[YOUR INSTRUCTIONS] Select every line in the rows below that contains the word "jeans", and copy each of those lines in full.

[Stored records]
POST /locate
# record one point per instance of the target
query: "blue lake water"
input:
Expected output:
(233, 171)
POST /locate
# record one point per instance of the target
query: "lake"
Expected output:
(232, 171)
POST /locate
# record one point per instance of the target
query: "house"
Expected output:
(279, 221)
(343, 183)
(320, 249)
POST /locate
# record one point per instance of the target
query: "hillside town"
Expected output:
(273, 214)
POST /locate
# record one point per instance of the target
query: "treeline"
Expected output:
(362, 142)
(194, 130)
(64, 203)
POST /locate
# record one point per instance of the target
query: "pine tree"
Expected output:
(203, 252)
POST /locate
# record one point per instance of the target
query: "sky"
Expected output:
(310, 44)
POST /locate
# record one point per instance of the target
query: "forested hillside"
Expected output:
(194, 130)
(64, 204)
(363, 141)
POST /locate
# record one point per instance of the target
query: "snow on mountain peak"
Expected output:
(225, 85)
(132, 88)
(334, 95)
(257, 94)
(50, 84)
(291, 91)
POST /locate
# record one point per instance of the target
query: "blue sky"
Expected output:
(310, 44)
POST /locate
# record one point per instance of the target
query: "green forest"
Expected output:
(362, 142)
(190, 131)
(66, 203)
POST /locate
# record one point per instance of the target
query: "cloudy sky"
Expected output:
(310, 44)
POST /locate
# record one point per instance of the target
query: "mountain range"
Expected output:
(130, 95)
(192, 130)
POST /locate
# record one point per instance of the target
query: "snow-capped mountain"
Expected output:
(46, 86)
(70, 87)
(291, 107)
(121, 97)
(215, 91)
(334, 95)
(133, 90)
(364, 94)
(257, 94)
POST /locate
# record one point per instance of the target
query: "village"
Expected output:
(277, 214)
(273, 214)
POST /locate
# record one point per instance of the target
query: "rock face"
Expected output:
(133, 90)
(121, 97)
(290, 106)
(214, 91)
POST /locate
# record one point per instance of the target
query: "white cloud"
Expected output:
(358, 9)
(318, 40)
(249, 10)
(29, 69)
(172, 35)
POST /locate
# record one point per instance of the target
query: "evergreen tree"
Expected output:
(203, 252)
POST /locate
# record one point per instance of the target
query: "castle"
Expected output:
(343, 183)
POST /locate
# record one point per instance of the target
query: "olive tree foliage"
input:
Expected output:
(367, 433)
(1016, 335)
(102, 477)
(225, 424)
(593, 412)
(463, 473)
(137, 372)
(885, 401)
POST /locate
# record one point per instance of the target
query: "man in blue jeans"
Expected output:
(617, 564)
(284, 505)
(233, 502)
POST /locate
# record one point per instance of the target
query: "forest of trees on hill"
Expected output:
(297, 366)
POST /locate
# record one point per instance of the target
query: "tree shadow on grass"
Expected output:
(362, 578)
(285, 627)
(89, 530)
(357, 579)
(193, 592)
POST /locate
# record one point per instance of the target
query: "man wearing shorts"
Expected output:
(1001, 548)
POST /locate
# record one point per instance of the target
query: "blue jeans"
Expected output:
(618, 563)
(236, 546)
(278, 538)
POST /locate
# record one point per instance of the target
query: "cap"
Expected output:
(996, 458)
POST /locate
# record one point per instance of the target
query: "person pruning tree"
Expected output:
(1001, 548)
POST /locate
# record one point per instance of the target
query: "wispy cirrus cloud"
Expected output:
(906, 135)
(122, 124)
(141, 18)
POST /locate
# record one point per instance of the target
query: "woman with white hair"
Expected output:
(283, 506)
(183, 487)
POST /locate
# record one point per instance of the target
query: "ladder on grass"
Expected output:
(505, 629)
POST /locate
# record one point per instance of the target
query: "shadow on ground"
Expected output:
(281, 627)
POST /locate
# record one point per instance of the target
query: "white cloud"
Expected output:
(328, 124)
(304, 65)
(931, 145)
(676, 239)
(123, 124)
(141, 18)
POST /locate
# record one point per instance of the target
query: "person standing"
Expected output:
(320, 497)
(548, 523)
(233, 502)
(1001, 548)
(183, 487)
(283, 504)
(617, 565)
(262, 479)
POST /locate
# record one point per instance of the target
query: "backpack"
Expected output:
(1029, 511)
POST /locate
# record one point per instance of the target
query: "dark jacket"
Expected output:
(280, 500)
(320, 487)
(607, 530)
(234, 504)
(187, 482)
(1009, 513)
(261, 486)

[ANSWER TO THIS EXERCISE]
query: "man in blue jeans"
query: "blue jeans"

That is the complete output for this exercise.